*Input*

[Start of Attachment]

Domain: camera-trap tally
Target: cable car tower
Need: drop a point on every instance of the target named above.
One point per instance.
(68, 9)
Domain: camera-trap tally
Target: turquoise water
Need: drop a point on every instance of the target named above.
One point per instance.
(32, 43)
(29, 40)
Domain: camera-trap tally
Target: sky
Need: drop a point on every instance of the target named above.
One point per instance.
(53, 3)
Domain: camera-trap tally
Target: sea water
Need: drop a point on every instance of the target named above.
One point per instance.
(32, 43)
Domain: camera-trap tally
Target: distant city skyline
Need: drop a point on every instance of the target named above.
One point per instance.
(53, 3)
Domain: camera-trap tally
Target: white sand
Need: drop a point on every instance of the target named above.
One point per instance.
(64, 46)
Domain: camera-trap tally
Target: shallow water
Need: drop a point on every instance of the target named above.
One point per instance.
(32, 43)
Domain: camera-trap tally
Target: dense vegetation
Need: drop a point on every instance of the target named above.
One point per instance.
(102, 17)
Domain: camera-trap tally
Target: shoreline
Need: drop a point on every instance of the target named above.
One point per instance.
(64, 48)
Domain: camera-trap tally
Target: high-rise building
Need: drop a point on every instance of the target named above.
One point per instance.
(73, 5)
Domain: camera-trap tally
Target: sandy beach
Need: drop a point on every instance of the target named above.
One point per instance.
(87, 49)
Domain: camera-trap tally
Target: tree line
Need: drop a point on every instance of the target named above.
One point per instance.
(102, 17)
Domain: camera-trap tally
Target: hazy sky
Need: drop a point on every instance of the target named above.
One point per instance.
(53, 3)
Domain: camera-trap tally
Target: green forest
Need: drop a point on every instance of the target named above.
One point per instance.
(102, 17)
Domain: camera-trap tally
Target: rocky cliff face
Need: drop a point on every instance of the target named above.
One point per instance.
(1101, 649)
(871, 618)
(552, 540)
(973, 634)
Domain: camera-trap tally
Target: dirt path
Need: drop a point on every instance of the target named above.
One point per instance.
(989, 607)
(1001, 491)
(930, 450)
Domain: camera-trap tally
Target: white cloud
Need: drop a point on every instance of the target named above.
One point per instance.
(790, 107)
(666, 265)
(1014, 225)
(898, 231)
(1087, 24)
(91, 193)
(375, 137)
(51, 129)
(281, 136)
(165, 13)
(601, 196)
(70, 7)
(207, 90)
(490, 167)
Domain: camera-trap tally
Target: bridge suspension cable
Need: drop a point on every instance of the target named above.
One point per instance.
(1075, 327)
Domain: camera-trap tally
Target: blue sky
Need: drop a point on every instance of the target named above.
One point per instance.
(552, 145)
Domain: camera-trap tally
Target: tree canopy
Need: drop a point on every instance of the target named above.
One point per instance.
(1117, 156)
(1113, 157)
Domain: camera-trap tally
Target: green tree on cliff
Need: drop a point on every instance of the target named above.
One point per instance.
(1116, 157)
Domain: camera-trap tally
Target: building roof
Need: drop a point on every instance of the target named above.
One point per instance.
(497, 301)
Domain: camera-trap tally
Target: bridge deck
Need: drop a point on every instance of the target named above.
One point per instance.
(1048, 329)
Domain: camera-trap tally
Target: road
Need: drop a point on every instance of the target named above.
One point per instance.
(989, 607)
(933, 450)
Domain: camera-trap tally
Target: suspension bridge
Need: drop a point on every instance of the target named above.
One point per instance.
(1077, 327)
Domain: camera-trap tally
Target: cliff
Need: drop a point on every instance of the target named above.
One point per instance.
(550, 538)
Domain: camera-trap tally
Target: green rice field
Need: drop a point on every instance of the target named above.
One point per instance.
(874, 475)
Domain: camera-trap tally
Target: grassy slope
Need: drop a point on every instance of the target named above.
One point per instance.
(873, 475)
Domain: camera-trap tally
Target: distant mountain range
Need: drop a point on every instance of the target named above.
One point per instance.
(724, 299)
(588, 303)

[End of Attachment]

Copy every record exactly.

Domain: camera-trap tally
Target: cable car tower
Need: drop a point on every instance of the target named above.
One point per instance.
(68, 9)
Domain: camera-trap tally
Target: turquoise water
Need: drop a point on every instance of the target named above.
One point per instance.
(32, 43)
(29, 40)
Domain: camera-trap tally
Target: sky
Need: drop a point on every instance of the target named above.
One point per instance.
(53, 3)
Domain: camera-trap tally
Target: sea water
Need: drop a point on every instance of the target named above.
One point per instance.
(32, 43)
Domain: camera-trap tally
Target: distant city skyline
Need: drop a point on every instance of the target named above.
One point per instance.
(53, 3)
Domain: camera-trap tally
Target: white sand
Need: drop a point on every instance of the target named above.
One point per instance.
(64, 46)
Domain: camera-trap tally
Target: shallow water
Need: drop a point on every instance of the target named above.
One point per instance.
(32, 43)
Domain: camera-trap tally
Target: dense vegetation
Need: drop a point on every instance of the target named above.
One point per instance.
(102, 17)
Domain: camera-trap tally
Target: shoreline
Need: drop a point on every instance of the target named above.
One point per instance.
(64, 48)
Domain: camera-trap tally
Target: high-rise building
Need: drop a point on every instance of the target named above.
One point per instance.
(73, 5)
Domain: camera-trap tally
Target: sandy beach
Need: drop a point on every instance of the target named above.
One point per instance.
(87, 49)
Domain: camera-trap tally
Target: tree line
Need: drop a point on every instance of the target named above.
One point per instance.
(102, 17)
Domain: camera-trap tally
Target: hazy sky
Need: drop a point on every instance of the target named above.
One point per instance.
(53, 3)
Domain: camera-trap tally
Target: green forest
Need: drop a point on every instance of the target named above.
One point per instance.
(102, 17)
Domain: camera-trap tally
Target: rocky cliff face
Need: drop a point on every instance of the target named above.
One point per instance.
(1101, 649)
(871, 618)
(552, 540)
(973, 634)
Domain: camera-trap tally
Target: dirt path
Need: drop a point on every instance of the target named above.
One point per instance.
(989, 607)
(1001, 491)
(930, 450)
Domain: camera-trap tally
Target: white cloud
Need: drop a point on every instance of the target named above.
One point per instance.
(790, 107)
(666, 265)
(1014, 225)
(898, 231)
(1087, 24)
(91, 193)
(375, 137)
(51, 129)
(281, 136)
(165, 13)
(601, 196)
(70, 7)
(207, 90)
(490, 167)
Domain: camera-trap tally
Target: bridge suspension cable
Need: drop a point on every instance of the target named above.
One point per instance.
(1075, 327)
Domain: camera-trap tally
Target: blue sky
Need: drop a point on every instance of the target named above.
One point per instance.
(552, 145)
Domain: camera-trap tally
Target: tree canopy
Need: drop a point on every instance of the target named above.
One point per instance.
(1117, 156)
(1113, 157)
Domain: camera-trap tally
Target: green tree on cliff
Need: drop a point on every instance of the target named above.
One point per instance.
(1116, 157)
Domain: camera-trap tally
Target: building roof
Need: drop a point on every instance of the target named above.
One point per instance.
(497, 301)
Domain: camera-trap tally
Target: bridge deck
Need: drop a point on every instance of the target named above.
One point per instance.
(1048, 329)
Domain: camera-trap tally
Target: road
Need: drop a point on every instance of the target named above.
One point per instance.
(989, 607)
(933, 450)
Domain: camera-trap tally
Target: suspension bridge
Need: drop a point on every instance of the target named above.
One point per instance.
(1077, 327)
Domain: camera-trap tally
Target: cliff
Need: drop a point on every instance of the target named above.
One point per instance.
(550, 538)
Domain: camera-trap tally
Target: green rice field
Need: drop a point on every instance of the target named above.
One point per instance.
(874, 475)
Domain: camera-trap tally
Target: grassy slope
Need: drop a point on every instance of the target named above.
One point per instance.
(873, 475)
Domain: camera-trap tally
Target: distant mountain range
Need: drop a point on every instance of the target named above.
One point per instance.
(724, 299)
(588, 303)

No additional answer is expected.